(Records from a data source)

-- Opening Marker --

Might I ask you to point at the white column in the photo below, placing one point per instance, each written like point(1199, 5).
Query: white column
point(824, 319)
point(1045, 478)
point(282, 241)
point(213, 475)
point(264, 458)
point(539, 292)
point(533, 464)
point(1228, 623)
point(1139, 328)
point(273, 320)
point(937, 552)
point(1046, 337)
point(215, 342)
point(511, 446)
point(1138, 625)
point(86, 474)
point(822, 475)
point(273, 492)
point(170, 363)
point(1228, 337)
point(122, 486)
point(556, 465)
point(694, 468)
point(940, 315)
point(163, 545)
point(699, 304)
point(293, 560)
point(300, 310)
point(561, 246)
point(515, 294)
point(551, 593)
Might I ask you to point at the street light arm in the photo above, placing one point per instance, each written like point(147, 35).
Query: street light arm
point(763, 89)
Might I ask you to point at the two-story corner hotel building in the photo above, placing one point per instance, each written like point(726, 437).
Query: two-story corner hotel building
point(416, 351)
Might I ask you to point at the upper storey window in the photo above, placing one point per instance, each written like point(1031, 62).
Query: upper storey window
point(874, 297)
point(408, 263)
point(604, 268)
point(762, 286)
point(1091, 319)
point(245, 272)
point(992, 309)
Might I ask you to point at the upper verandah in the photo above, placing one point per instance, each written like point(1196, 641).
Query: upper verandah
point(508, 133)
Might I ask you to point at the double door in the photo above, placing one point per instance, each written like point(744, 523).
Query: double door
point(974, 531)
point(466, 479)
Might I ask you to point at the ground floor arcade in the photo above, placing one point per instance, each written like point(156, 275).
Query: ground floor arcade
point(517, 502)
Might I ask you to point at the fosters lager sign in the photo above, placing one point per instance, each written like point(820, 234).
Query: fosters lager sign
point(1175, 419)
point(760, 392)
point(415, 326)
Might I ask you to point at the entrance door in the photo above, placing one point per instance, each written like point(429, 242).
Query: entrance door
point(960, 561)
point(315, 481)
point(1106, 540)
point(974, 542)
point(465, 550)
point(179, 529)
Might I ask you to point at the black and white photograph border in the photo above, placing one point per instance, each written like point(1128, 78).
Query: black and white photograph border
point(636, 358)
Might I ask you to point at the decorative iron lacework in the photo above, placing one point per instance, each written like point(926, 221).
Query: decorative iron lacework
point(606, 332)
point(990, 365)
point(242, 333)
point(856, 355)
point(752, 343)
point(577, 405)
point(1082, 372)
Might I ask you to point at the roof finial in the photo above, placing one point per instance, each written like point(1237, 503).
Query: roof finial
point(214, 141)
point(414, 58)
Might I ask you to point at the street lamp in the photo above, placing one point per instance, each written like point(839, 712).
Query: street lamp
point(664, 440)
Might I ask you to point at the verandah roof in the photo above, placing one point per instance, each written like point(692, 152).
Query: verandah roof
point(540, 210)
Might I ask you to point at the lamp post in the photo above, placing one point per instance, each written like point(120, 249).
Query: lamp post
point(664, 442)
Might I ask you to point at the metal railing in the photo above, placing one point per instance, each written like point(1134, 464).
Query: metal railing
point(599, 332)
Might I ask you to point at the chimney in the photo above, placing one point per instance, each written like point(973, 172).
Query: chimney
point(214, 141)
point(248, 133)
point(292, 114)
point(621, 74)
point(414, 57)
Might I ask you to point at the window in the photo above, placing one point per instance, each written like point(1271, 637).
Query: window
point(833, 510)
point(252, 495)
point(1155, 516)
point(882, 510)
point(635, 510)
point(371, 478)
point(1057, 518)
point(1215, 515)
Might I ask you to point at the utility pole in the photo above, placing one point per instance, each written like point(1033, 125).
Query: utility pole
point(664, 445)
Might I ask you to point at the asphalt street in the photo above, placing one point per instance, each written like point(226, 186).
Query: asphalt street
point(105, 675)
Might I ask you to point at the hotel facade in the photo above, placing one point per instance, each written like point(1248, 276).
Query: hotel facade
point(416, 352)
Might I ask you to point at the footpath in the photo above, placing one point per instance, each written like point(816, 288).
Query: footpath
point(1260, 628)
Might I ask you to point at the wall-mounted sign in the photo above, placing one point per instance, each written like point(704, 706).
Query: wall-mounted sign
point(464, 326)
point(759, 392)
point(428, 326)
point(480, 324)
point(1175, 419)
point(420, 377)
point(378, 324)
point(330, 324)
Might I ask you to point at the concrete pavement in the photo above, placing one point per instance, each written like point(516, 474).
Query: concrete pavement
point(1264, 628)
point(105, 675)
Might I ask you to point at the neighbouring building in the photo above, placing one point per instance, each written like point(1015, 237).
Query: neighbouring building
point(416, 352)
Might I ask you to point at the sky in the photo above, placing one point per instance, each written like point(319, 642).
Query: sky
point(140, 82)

-- Closing Marker --
-- Opening Marker --

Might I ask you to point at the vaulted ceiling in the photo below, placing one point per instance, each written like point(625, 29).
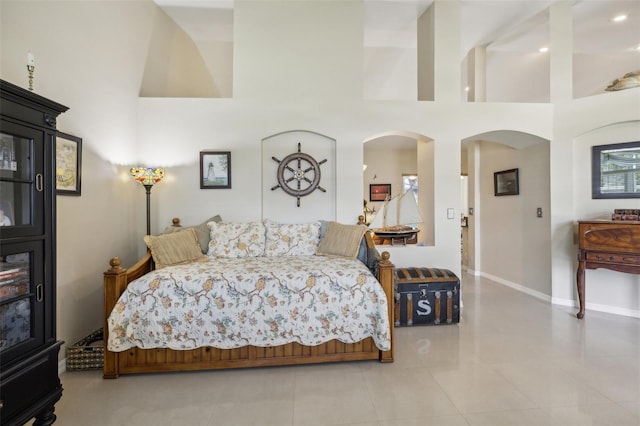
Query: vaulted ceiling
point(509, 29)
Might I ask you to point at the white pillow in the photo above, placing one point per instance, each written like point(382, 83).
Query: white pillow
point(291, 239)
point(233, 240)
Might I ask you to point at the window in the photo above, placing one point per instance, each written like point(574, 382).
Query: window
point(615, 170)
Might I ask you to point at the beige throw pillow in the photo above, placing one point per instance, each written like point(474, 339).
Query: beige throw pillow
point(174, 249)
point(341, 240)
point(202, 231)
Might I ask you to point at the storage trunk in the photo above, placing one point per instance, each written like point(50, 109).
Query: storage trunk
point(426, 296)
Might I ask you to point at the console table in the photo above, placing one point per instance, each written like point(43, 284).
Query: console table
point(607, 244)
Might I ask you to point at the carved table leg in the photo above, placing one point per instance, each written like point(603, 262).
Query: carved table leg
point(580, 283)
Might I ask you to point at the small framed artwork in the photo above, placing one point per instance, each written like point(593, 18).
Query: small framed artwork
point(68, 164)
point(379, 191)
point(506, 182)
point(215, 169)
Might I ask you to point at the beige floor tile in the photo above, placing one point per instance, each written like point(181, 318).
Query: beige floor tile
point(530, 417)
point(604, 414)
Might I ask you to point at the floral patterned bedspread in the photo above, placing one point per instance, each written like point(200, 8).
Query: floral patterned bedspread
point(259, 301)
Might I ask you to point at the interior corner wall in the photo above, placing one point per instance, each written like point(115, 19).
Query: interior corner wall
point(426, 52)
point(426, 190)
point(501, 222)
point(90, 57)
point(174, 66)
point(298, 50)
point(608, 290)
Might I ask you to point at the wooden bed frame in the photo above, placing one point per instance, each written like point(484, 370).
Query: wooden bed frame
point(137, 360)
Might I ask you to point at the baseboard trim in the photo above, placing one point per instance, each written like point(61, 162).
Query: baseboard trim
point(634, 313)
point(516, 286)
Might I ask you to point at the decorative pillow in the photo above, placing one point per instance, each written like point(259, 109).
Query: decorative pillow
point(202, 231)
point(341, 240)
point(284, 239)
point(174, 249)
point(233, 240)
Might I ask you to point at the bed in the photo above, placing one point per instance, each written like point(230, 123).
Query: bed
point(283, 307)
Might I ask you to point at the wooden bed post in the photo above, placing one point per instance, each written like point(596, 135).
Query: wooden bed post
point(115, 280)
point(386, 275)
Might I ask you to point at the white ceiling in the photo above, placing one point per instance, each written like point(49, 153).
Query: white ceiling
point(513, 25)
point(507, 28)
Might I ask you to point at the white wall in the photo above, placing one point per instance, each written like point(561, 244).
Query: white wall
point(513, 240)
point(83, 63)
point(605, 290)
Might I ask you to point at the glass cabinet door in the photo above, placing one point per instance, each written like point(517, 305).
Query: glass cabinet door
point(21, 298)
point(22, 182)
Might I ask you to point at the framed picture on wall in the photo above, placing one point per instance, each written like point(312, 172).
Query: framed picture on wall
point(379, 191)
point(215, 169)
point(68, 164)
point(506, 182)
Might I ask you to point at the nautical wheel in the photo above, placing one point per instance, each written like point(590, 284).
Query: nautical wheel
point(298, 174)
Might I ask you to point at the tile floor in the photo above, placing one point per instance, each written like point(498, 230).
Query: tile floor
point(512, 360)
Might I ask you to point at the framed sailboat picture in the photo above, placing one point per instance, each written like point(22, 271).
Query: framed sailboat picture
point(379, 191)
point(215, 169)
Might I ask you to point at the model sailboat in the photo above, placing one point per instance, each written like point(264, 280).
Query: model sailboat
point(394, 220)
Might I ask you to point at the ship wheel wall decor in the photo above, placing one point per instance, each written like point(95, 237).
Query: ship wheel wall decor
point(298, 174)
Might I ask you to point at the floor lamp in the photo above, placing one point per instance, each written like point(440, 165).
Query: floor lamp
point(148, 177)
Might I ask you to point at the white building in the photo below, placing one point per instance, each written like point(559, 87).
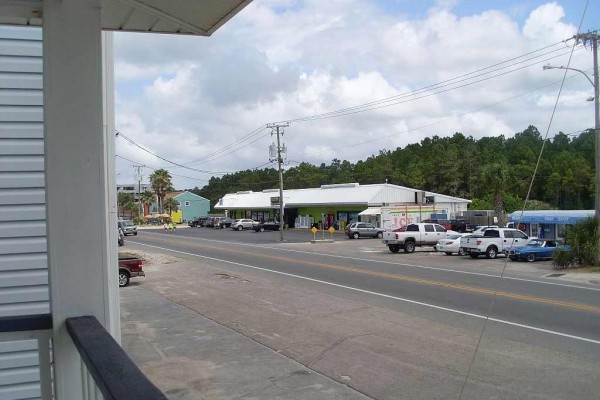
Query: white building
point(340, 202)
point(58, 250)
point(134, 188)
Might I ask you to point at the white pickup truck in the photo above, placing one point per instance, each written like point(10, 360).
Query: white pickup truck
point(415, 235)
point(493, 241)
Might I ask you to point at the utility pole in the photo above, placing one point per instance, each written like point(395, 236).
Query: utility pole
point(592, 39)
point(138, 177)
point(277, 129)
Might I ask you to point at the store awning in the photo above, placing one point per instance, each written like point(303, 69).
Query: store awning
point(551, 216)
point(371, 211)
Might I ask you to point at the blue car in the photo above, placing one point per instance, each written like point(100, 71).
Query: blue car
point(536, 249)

-- Closing Marker --

**What to produce**
For the word "below", return every line of the records that holds it.

**Reply to the exercise**
Might I ask you to point at the white column in the photo below, placing one point per instance, each written like point(1199, 5).
Might I ask you to point at the vaulted ceiling in the photo below, placing one point per instance, each written like point(625, 29).
Might I ask you to point at the white building in the photo below, placing one point per instance, each written like point(559, 87).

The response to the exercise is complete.